TEXT BLOCK:
────────────────────────────────────────

Purpose of the Study:

  • To investigate and compare epidemiological dynamics of two Mycobacterium tuberculosis outbreaks using phylodynamic methods.
  • To assess the feasibility of estimating short-term evolutionary rates and epidemiological parameters for M. tuberculosis.
  • To evaluate the impact of sampling proportion and temporal signal on phylodynamic analyses.

Main Methods:

  • Phylodynamic analysis of two M. tuberculosis outbreaks (Bern, Switzerland and Wat Tham Krabok refugee camp, Thailand).
  • Investigation of genetic variation for estimating evolutionary rates.
  • Reconstruction of epidemiological parameters including the effective reproduction number.
  • Comparison of outbreaks with varying temporal signals and sampling proportions.

Main Results:

  • Limited temporal signal was observed in the Bern outbreak data, while moderate signal was found in the Wat Tham Krabok (WTK) outbreak data.
  • Despite poor temporal signal, the Bern outbreak (90% sampling) allowed robust estimation of epidemiological parameters.

────────────────────────────────────────

ENTRIES PROVIDED:
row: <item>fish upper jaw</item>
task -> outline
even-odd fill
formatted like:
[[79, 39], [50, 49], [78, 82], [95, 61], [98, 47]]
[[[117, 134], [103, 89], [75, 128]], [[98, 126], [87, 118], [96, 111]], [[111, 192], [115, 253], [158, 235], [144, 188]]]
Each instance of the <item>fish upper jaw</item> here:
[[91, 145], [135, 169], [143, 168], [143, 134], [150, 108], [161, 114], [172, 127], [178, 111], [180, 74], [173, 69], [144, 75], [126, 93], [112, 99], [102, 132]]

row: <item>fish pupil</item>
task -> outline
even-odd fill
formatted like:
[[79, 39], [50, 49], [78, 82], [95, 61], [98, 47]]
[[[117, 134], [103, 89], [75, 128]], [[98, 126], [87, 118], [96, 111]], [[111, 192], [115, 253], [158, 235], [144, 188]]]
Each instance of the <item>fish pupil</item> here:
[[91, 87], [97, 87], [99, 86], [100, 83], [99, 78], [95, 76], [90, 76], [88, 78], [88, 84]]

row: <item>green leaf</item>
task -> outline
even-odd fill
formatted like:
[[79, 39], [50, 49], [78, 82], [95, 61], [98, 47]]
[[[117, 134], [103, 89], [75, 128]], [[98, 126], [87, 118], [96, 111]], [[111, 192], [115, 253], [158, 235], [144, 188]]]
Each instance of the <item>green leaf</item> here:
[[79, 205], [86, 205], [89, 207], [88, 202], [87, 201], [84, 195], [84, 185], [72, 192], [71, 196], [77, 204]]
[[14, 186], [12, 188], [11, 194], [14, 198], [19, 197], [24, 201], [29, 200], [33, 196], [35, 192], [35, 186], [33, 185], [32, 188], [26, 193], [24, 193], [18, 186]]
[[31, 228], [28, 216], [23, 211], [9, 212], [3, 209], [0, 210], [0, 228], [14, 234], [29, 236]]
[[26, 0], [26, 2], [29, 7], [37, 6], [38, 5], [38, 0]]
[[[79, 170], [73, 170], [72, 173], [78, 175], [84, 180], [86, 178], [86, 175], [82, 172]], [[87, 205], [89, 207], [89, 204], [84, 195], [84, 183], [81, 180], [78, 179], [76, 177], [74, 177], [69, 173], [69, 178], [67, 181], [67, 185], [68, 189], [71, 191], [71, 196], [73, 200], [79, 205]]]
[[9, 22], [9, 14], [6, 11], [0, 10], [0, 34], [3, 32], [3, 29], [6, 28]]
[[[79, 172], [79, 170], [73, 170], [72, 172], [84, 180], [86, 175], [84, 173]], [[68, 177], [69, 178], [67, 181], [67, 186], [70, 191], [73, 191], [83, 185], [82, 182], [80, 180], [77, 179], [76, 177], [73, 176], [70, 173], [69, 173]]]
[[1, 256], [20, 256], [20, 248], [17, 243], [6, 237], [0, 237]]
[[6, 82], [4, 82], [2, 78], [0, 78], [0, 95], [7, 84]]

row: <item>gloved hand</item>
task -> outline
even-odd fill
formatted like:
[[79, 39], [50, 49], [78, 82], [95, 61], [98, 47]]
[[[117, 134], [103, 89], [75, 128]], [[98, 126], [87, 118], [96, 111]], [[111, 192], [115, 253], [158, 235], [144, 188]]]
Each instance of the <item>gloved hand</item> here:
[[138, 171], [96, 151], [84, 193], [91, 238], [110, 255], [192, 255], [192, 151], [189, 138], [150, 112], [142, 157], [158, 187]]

────────────────────────────────────────

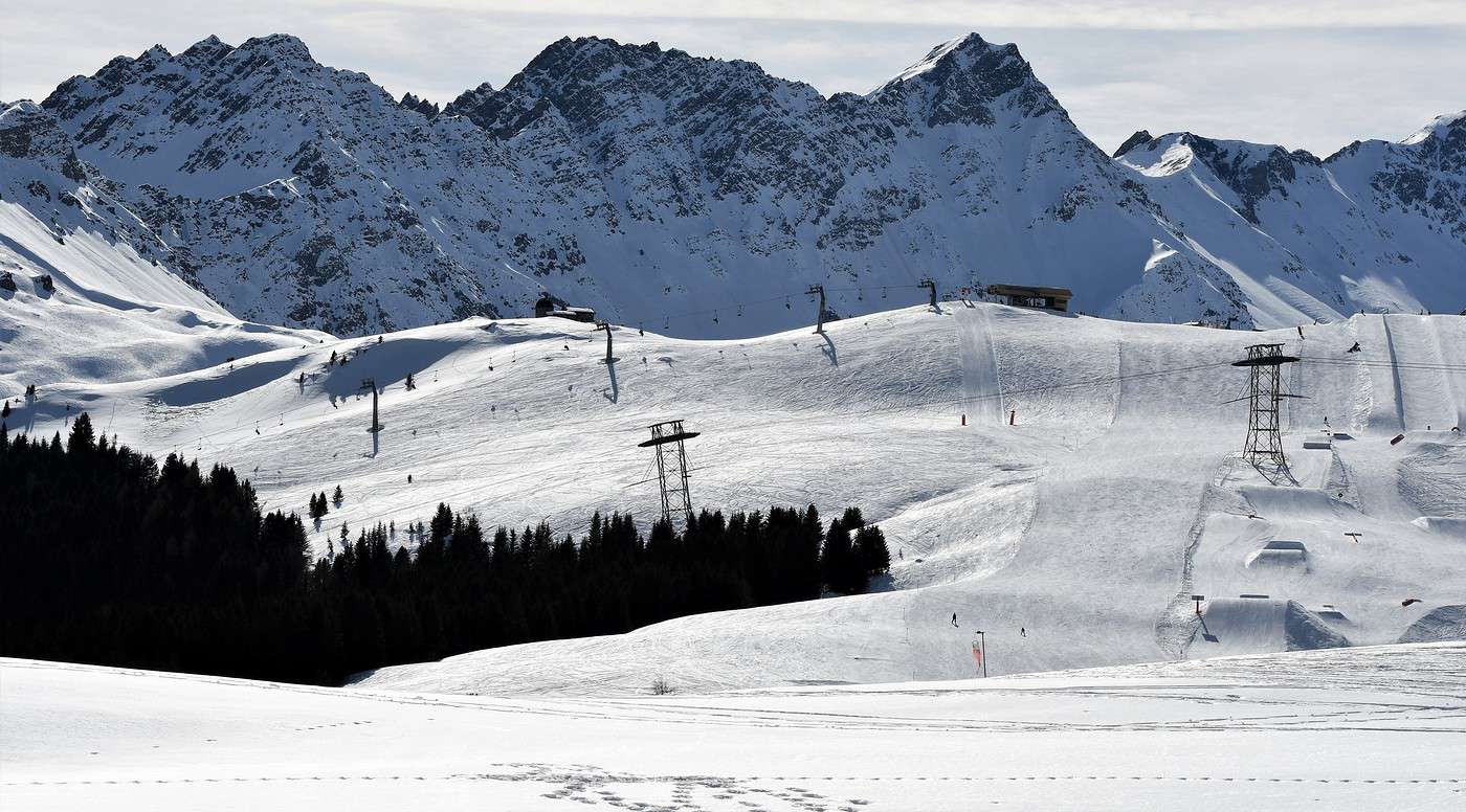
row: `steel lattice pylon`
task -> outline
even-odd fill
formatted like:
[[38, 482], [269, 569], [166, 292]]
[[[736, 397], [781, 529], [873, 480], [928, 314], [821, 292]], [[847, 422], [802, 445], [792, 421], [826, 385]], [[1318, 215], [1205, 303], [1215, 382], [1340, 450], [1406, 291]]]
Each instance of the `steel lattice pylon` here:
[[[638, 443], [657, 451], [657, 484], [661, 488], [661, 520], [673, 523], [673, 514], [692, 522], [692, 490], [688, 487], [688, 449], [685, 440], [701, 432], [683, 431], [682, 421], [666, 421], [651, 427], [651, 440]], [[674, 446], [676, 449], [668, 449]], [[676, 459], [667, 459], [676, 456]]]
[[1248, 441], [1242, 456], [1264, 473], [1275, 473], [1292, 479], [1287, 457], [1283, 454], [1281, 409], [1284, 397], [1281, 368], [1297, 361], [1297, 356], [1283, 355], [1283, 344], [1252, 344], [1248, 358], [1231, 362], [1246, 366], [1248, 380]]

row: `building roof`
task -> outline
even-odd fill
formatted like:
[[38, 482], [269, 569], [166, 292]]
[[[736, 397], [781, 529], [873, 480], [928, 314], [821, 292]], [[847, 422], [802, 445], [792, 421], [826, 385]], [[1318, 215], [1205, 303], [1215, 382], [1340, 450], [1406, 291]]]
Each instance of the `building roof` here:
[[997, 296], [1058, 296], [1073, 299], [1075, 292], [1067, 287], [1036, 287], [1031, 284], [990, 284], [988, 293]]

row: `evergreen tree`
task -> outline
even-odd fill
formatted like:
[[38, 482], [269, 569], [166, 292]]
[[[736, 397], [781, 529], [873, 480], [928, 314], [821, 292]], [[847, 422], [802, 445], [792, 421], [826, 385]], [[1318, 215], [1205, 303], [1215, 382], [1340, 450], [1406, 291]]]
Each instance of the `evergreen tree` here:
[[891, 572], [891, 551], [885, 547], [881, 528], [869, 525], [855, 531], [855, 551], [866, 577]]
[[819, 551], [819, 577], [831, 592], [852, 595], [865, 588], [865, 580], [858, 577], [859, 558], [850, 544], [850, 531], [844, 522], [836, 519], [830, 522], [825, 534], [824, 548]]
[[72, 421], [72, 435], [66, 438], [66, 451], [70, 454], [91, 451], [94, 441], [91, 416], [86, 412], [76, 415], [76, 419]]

────────────────────────────────────────

ASSIGNED TASK 1: In the tuberculosis study summary, what was the genetic variation investigated for?
ASSIGNED TASK 2: Continue the tuberculosis study summary after its last line.

WRITTEN RESPONSE 1: The genetic variation was investigated to estimate evolutionary rates. This fits one of the study's stated purposes, which was to assess whether short-term evolutionary rates for M. tuberculosis can be estimated.

WRITTEN RESPONSE 2:
  • The WTK outbreak (9% sampling) showed significant uncertainty in epidemiological estimates.
  • Both outbreaks likely peaked around 1990, with longer infection periods in the WTK outbreak (approx. 9 years) compared to Bern (4-5 years).

Conclusions:

  • Estimating evolutionary rates on outbreak time scales for slowly evolving pathogens like M. tuberculosis is challenging.
  • High sampling proportions are critical for robust phylodynamic analysis and accurate estimation of outbreak epidemiological parameters.
  • Phylodynamic methods offer valuable insights into M. tuberculosis outbreaks, highlighting the importance of data completeness.